Côte d'Ivoire
Etat civil ambulant
(Photo : AFP)
A Marcoussis, en janvier 2003, les acteurs de la crise ivoirienne ont estimé satisfaisant le code de la nationalité en vigueur, réclamant en revanche son application juste et rigoureuse. Bien sûr, chacun a son idée sur la question dans cette terre d’immigration où, en son temps, feu le président Houphouët-Boigny n’a jamais lésiné ni sur l’emploi de la main-d’œuvre étrangère, ni sur le vote des étrangers. Ses détracteurs continuent du reste à qualifier ces derniers de «bétail électoral». Et la guerre s’est ouverte en septembre 2002 sur le terrain miné de la «nationalité douteuse», celle en particulier de l’ex-Premier ministre Alassane Ouattara. Au fil des négociations, la polémique sur la nationalité des candidats potentiels à la présidentielle s’est refermée. Reste à dresser l’état civil de chacun des habitants d’un pays où toutes les naissances n’ont pas été déclarées, où les papiers d’identité ne sont pas monnaie courante et dont un résident sur quatre est étranger.
Une procédure d’identification inédite
Pour mieux ratisser le territoire, les Ivoiriens ont concocté une formule inédite d’identification des populations. Un tribunal ambulant composé de deux magistrats, d’un greffier et de deux agents de l’état civil va tenir des «audiences foraines», c’est-à-dire qu’il va siéger en dehors de sa juridiction habituelle pour aller à la rencontre des requérants, dans les quartiers des villes et sur les places des villages. Ces envoyés du ministère de la Justice seront accompagnés d’un médecin capable d’évaluer l’âge des intéressés afin de délivrer un certificat de nationalité aux natifs de Côte d’Ivoire âgés de 13 ans ou plus qui ne seraient pas encore inscrits sur les registres de l’état civil. Ceux-ci ne peuvent pas en effet se prévaloir d’un acte de naissance, sésame pour la nationalité ivoirienne. Plus tard, il faudra imprimer des cartes d’identité sécurisées, le plus infalsifiables possible.
Le chiffre exact des immigrés de Côte d’Ivoire est sujet à polémique. Le ministre de la Justice, Mamadou Koné, l’estime à 3,5 millions de personnes. En 1998, un recensement le situait autour de 26% de la population, un des taux les plus impressionnant du monde. Cette fois, il s’agit de lever le flou sur les nationalités et d’extirper avec lui les racines de situations conflictuelles antérieures à la guerre. Le ministère de la Justice presse donc les intéressés de se rendre à l’audience la plus proche de leur lieu de naissance. L’impétrant doit se présenter «accompagné d'au moins deux témoins devant le président du tribunal qui procède à l'interrogatoire». Les audiences sont publiques. Les élus et les notables locaux, mais aussi les observateurs de l'Onu sont conviés.

____________

**TRAVAIL DEMANDÉ:**
1 - Résumez sous forme de liste le paragraphe de l'extrait qui commence par « Pour mieux ratisser le territoire », en gardant ses faits principaux.
2 - Dans l'extrait, reprenez le passage situé entre « Le chiffre exact » et « l'Onu sont conviés. », ces deux bornes incluses, en substituant « ouvertes au public » à « publiques ».

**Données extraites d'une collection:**

____________

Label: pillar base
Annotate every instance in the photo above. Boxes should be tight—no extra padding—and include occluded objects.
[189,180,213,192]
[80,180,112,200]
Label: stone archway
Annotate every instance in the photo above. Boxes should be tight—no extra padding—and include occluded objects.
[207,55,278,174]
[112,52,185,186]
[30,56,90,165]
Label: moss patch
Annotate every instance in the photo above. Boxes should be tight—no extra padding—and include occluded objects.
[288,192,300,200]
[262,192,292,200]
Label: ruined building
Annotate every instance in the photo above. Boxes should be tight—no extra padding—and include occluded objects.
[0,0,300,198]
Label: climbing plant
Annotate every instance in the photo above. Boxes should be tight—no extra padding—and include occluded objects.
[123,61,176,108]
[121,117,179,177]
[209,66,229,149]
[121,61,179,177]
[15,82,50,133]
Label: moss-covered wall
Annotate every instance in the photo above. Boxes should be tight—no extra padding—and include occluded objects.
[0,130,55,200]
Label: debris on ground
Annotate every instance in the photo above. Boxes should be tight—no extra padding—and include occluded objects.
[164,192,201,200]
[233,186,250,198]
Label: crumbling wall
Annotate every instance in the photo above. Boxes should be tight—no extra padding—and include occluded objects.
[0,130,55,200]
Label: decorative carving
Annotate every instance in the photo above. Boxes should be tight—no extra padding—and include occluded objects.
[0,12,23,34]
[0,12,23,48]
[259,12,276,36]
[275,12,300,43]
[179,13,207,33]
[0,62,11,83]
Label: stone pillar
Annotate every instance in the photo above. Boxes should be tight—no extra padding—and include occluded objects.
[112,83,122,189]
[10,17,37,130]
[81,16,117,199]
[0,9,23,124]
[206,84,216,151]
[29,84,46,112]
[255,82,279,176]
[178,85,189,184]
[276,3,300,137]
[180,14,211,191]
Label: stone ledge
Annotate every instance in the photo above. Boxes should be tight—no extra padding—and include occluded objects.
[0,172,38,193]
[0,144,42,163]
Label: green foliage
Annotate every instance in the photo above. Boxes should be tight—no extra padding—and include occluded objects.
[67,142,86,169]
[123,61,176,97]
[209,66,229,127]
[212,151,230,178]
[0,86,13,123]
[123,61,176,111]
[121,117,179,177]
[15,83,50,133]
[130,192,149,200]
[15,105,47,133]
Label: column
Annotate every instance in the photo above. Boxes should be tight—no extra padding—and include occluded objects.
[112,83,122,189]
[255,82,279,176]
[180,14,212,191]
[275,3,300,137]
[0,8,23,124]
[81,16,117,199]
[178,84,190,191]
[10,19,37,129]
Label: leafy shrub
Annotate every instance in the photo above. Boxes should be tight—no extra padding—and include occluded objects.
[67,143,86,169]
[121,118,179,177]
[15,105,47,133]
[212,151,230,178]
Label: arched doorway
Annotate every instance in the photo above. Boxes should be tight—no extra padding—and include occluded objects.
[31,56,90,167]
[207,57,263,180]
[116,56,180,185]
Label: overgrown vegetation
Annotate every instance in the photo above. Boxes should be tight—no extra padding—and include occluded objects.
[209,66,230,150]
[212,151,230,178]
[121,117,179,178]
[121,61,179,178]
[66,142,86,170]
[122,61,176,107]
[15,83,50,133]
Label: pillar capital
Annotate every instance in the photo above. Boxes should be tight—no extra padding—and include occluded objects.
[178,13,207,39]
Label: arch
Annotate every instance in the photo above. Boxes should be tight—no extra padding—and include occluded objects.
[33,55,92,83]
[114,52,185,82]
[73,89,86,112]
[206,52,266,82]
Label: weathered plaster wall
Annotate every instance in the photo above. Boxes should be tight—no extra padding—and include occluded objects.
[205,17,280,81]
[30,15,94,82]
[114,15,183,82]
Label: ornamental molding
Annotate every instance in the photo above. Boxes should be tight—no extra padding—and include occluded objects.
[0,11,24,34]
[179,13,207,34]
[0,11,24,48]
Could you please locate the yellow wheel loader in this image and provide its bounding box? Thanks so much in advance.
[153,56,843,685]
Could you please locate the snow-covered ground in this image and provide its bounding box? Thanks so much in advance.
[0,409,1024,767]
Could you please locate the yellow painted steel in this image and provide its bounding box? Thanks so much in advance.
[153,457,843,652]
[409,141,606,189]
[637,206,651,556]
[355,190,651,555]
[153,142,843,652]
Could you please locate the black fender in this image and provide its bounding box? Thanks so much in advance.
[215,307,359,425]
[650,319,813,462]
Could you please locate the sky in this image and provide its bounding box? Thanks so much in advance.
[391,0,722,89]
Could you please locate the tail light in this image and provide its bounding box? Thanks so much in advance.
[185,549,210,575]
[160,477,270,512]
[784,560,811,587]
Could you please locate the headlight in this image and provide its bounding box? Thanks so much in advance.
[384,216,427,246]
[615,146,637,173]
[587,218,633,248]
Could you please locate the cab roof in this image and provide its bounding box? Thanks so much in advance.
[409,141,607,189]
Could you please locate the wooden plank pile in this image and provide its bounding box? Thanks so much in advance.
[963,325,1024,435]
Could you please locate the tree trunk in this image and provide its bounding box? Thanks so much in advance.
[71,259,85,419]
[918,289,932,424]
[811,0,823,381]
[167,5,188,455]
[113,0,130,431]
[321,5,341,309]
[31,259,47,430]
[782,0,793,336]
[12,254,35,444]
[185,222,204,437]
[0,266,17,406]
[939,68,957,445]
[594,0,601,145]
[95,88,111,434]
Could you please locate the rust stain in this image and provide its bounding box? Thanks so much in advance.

____________

**RÉPONSES DE L'EXERCICE:**
1 -
- Les Ivoiriens ont conçu une formule inédite d'identification des populations.
- Un tribunal ambulant tiendra des « audiences foraines » hors de sa juridiction habituelle, dans les quartiers des villes et sur les places des villages. Il sera composé de deux magistrats, d'un greffier et de deux agents de l'état civil.
- Un médecin accompagnera ces envoyés du ministère de la Justice pour évaluer l'âge des intéressés.
- Le but est de délivrer un certificat de nationalité aux natifs de Côte d'Ivoire âgés de 13 ans ou plus qui ne sont pas inscrits à l'état civil. Ceux-ci n'ont pas d'acte de naissance, sésame pour la nationalité ivoirienne.
- Il faudra ensuite imprimer des cartes d'identité sécurisées, le plus infalsifiables possible.

2 -
Le chiffre exact des immigrés de Côte d’Ivoire est sujet à polémique. Le ministre de la Justice, Mamadou Koné, l’estime à 3,5 millions de personnes. En 1998, un recensement le situait autour de 26% de la population, un des taux les plus impressionnant du monde. Cette fois, il s’agit de lever le flou sur les nationalités et d’extirper avec lui les racines de situations conflictuelles antérieures à la guerre. Le ministère de la Justice presse donc les intéressés de se rendre à l’audience la plus proche de leur lieu de naissance. L’impétrant doit se présenter «accompagné d'au moins deux témoins devant le président du tribunal qui procède à l'interrogatoire». Les audiences sont ouvertes au public. Les élus et les notables locaux, mais aussi les observateurs de l'Onu sont conviés.